> **Extracted information**
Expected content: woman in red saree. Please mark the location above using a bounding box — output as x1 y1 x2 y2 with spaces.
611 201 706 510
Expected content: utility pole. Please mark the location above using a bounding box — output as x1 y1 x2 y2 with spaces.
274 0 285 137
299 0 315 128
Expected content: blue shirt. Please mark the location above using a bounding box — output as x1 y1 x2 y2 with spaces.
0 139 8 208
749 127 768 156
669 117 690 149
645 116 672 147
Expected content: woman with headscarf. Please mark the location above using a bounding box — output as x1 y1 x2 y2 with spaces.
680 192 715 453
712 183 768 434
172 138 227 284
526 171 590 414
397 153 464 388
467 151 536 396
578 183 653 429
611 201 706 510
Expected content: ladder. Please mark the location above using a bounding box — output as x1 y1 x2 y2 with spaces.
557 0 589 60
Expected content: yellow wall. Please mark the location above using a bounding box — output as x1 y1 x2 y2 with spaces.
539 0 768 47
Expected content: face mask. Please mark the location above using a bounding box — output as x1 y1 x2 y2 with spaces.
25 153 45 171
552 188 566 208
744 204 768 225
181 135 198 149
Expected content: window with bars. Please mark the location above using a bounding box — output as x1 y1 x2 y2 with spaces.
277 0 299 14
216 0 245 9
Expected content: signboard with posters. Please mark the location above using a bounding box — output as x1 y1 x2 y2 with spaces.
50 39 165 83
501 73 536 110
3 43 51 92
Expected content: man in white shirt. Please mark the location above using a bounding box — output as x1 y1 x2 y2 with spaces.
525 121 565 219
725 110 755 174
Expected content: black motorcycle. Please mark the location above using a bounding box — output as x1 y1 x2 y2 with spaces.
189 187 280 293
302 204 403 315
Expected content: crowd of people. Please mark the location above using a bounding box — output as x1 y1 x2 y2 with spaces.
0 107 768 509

> **Stated task**
Can you reproduce every line of the listing above verbatim, from first to last?

> **Completed exercise**
Expected content: woman in red saree. Please mark the location above using a bounding box — output as x1 y1 x2 y2 with spaces.
611 201 706 510
Expected content: utility pole. Please mark the location above using a bounding box — output as x1 y1 x2 y2 with spaces.
274 0 285 137
299 0 315 128
Expected content: blue shirt. Please mark the location above using a bounding box — output as x1 y1 x2 y2 with spaces.
0 139 8 208
749 127 768 156
669 117 690 149
645 116 672 147
Expected content: woman with headscarf. Please mark the location above using a bounding box — output as x1 y1 x2 y2 with spaces.
680 192 715 453
712 183 768 434
172 138 227 284
526 171 590 414
397 153 464 388
467 151 536 396
578 183 653 429
611 201 706 510
Expected content: ladder. Please mark the location above using a bounding box — output as x1 y1 x2 y2 with spaces.
557 0 589 60
Expected content: yellow wall. Please mark the location above using a bounding box — output as x1 y1 x2 y2 with spaces.
539 0 768 47
Expected content: face mask. Please mark the location above using a bounding box — output as x1 y1 x2 y2 with spaces.
25 153 45 171
552 188 566 208
744 204 768 225
181 135 198 149
Expected content: window with bars. Please mark the location above using a bounding box — output as x1 y1 x2 y2 with spaces.
277 0 299 14
216 0 245 9
Expected content: signboard with posters. Please mark the location above using a bounding box — output as x1 y1 x2 y2 with spaces.
50 39 165 83
501 73 536 110
3 43 51 92
Expected content: man in white shirt. Please mark the location above using a bounding box — output as x1 y1 x2 y2 with spaces.
525 121 565 219
725 110 755 174
Expected content: black motorcycle. Please mark the location above using a bounding box — output as x1 y1 x2 y2 with spaces.
189 187 280 293
302 204 403 315
Expected content: crowd of people. Please mark the location above using a bounding box — output as x1 y1 x2 y2 with spaces.
0 107 768 509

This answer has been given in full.